PROBLEM REQUIREMENTS: Would you return, word for word, the lines of the data below from the line with "column 510, row 190" through the line with "column 215, row 628", and no others?

(Stored data entries)
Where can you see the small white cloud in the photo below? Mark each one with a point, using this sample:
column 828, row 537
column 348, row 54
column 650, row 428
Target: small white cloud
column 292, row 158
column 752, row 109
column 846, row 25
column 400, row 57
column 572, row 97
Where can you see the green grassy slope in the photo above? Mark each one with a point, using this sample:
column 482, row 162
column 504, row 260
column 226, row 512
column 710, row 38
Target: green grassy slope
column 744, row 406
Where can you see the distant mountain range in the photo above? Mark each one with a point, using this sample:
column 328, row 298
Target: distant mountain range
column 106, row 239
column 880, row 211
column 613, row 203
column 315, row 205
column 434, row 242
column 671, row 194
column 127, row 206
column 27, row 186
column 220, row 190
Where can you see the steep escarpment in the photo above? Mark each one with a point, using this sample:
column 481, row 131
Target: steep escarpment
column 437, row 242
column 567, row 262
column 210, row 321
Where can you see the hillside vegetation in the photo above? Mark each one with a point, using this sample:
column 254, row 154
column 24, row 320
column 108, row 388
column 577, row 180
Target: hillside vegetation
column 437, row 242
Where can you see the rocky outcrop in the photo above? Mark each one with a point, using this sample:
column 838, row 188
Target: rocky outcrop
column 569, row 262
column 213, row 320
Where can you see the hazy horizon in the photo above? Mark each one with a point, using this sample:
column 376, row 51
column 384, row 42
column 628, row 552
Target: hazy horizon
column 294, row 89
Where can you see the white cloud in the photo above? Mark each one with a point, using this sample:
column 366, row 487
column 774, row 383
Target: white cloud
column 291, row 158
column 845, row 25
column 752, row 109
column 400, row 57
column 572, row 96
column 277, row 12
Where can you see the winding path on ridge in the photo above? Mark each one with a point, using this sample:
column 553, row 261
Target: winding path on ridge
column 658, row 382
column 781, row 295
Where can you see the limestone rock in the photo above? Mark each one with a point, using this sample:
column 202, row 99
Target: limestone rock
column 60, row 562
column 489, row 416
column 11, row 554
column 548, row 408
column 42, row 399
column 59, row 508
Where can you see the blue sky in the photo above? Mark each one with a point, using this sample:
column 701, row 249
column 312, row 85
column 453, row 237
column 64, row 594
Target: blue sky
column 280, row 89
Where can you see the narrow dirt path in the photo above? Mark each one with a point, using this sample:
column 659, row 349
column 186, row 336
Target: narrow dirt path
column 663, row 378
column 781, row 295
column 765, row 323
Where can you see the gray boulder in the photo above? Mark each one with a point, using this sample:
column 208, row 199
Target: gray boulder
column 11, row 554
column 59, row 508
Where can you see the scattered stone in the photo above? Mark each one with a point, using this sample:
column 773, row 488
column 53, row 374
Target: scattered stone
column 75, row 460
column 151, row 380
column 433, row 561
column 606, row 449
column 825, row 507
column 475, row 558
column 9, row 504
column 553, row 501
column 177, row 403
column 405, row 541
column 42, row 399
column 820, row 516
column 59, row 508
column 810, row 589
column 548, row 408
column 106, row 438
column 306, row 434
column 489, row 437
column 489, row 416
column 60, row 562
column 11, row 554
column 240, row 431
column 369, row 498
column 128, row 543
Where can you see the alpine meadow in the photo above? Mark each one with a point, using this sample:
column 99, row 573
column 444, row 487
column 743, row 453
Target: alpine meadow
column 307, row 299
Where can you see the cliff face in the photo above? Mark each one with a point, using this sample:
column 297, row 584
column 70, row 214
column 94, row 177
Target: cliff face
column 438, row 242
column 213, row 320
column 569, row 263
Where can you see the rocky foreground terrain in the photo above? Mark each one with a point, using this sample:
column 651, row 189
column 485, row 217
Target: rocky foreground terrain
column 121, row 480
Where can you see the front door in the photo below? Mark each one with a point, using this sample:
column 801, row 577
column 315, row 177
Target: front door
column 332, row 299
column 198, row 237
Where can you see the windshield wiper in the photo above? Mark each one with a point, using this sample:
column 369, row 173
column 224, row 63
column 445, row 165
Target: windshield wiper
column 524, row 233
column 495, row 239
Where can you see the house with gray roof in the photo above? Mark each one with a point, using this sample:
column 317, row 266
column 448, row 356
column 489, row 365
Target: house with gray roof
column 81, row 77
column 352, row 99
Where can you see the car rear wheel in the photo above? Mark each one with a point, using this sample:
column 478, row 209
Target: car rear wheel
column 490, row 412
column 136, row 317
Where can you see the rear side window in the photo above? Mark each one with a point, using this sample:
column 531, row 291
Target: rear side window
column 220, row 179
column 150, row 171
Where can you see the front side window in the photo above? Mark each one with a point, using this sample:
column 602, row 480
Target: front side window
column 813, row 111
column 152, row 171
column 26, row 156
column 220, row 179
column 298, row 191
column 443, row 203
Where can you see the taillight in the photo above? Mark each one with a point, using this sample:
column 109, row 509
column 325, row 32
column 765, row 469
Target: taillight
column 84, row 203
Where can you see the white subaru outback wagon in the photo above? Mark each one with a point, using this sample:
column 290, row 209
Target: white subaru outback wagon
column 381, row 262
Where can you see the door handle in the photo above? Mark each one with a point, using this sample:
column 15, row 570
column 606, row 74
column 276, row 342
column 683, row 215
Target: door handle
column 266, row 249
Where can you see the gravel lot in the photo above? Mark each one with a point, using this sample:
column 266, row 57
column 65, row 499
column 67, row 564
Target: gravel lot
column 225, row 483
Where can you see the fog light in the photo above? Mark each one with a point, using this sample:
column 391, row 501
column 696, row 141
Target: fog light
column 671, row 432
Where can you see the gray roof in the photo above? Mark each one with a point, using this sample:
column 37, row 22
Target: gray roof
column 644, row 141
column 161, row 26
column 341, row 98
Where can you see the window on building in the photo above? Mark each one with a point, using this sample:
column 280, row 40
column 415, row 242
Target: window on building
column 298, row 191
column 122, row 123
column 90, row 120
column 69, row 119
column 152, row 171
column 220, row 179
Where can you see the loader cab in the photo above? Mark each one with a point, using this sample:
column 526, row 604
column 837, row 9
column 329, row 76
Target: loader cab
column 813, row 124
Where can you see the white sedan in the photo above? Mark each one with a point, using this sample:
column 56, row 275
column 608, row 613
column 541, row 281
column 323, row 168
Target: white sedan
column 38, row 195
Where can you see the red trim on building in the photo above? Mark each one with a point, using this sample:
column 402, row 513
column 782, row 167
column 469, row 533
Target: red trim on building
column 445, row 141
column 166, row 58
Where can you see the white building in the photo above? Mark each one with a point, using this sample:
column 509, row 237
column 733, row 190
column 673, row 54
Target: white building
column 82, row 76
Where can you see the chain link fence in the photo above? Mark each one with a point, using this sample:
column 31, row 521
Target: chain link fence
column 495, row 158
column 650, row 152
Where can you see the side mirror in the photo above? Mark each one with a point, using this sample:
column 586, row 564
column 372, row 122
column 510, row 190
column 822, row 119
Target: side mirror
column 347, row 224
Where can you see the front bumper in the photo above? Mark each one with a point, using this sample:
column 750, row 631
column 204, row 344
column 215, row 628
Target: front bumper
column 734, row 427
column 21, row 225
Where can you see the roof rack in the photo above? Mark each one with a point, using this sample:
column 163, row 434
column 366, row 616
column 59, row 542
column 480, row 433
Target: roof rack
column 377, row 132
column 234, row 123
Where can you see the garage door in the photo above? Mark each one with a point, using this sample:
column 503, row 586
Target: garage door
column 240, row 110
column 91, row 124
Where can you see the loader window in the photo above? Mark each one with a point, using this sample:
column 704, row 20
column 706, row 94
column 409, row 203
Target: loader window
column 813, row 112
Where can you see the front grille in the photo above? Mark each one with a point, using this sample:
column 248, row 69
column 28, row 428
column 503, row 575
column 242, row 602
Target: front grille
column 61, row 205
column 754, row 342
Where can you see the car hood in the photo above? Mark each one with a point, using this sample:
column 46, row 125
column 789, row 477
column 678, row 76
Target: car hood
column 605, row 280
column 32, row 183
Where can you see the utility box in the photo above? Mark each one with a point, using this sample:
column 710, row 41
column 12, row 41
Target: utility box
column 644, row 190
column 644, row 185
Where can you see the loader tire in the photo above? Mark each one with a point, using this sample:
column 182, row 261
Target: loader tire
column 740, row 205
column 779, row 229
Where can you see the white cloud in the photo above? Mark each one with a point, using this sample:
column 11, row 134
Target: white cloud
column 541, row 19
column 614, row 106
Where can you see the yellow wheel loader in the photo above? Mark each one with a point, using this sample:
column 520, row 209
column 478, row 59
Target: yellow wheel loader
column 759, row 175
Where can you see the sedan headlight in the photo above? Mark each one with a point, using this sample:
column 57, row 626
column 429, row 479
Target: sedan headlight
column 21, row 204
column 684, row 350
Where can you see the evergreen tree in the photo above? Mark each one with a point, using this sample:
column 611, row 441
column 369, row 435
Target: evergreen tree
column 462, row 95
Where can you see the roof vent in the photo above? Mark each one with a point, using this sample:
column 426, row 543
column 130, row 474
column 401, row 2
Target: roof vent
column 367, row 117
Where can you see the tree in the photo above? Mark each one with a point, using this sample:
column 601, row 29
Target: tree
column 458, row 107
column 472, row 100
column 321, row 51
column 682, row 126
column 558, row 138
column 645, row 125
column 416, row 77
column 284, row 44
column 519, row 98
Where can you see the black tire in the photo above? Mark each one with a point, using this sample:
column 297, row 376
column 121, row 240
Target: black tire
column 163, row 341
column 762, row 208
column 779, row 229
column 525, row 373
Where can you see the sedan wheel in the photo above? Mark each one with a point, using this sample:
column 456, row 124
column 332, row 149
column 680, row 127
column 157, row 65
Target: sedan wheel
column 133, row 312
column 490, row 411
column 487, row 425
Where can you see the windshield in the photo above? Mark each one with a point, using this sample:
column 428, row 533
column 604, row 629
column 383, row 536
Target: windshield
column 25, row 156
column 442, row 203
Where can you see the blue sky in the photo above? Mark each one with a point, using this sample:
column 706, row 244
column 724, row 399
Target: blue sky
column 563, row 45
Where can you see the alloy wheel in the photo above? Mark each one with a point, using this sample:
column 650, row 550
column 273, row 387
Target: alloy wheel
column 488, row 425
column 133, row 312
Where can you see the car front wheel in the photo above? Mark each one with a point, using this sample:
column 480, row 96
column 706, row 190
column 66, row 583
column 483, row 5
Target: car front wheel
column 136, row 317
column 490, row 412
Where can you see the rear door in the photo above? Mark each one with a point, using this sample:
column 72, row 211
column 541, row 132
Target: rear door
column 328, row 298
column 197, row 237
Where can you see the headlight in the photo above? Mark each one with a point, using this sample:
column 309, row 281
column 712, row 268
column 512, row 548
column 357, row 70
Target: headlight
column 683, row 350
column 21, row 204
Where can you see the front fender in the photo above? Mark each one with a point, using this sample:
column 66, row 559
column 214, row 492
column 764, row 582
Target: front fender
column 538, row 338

WRITTEN ANSWER:
column 510, row 190
column 822, row 119
Target: side mirror
column 347, row 224
Where can you see the front bumper in the photo above? Mark each one with a point, using this sample:
column 750, row 631
column 204, row 344
column 215, row 628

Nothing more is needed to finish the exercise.